A Guatemalan family roots out risk with the help of Children International
by Damon Guinn


Yosilí and William stand near the dangerous hole that once threatened their health and safety.
Danger surrounds the residents of El Limón. Just 25 miles north of Guatemala City, the border settlement clings to sheer, rugged hillsides – an ironic location for a resettlement built by families whose homes were leveled in a 1976 earthquake and has since become a refuge for those who fled 1998’s Hurricane Mitch.

Concrete shacks descend like uneven, collapsing steps down the steep slopes, occasionally crumbling under pressure, and thick vegetation sprouts up through cracks in pavement.

Until recently, though, there wasn’t much pavement in El Limón, nor were there paved culverts to divert sewage away from homes and cisterns. Instead, wastewater filled shallow dirt canals before mucking up unpaved roads or leaching into wells and garbage heaps littering the hillsides.

Lying in Wait

Encamped deep within these precarious surroundings is the Ordoñez family: 10-year-old sponsored child, Yosilí, her parents and seven siblings. They live in a crudely built house with a dirt floor and little else aside from two sagging beds.

Like most families in the area, the Ordoñezes had a hand-dug pit latrine, a six-foot-deep hole with nothing more than an open-ended plastic barrel for a toilet seat.

Exercise →
Write the next part of the article about the Ordoñez family in El Limón, starting right after its final sentence. You will not need the listing.

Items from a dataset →
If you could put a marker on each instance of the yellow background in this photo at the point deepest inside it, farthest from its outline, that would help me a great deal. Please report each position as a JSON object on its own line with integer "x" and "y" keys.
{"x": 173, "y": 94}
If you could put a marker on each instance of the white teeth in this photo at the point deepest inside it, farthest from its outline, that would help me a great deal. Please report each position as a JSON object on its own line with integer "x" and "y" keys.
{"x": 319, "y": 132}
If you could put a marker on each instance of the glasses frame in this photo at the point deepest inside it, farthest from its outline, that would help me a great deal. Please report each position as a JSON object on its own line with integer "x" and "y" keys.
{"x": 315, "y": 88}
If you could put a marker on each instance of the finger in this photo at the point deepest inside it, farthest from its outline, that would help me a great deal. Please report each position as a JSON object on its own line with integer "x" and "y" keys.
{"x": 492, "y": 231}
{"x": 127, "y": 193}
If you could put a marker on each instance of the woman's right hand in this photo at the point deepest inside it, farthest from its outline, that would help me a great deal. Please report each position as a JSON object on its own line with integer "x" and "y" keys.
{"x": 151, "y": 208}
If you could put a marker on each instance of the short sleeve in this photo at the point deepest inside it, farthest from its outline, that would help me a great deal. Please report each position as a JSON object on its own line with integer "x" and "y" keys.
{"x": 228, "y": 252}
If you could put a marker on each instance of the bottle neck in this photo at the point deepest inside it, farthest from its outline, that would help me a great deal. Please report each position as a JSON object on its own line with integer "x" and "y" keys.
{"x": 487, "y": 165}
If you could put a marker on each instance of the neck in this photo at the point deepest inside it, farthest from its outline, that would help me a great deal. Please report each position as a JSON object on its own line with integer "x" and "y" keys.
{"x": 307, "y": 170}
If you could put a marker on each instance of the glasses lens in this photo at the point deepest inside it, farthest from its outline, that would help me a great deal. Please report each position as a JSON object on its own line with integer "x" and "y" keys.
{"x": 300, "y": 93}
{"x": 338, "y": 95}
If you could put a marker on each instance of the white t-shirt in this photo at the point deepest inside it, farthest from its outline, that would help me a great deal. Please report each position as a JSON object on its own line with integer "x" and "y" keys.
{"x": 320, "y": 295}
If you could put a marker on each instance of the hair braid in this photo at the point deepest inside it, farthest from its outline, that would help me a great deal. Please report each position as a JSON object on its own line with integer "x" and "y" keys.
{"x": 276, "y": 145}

Task response →
Surrounded by obvious risks like exposed waste and landslides, the crude latrine went largely ignored. Yosilí and her siblings even played around the latrine’s barrel seat while their mother, Albertina, sold tortillas in the city during the day and their father, Bonifacio, worked long hours as a janitor.

Leaving Yosilí to care for her younger siblings for eight hours most days, neither parent was around when she fell into the rank pit.

While playing with her toddler sister, Dulce, Yosilí lost her balance and fell backward through the barrel. “Though the water [sic] only reached my knees, I was scared because I thought I was going to drown. Little by little, I was caving in and started to shout,” she clearly recalls.

Yosilí’s 6-year-old brother, William, overheard her muffled cries for help and came to the rescue. Anchoring a rope to a nearby post, he extended the line to his sister, but the post snapped and Yosilí remained trapped for a half hour.

“I thought I was going to die and that I would never see my mom and siblings again,” recounted Yosilí. William eventually secured the rope to a tree and told his sister to tie the other end around her waist before pulling her to safety.

Covering Ground

Accidents like Yosilí’s were fairly common in El Limón before the community began installing a central sewer system this past year. Even William had fallen into the pit after a rotten scrap of wood his parents placed over the opening broke underneath him.

Families who could afford the $127 cost of connection and materials were quick to build safer, more sanitary latrines. However, desperately poor families like Yosilí’s could never hope to cover costs almost twice their average monthly income.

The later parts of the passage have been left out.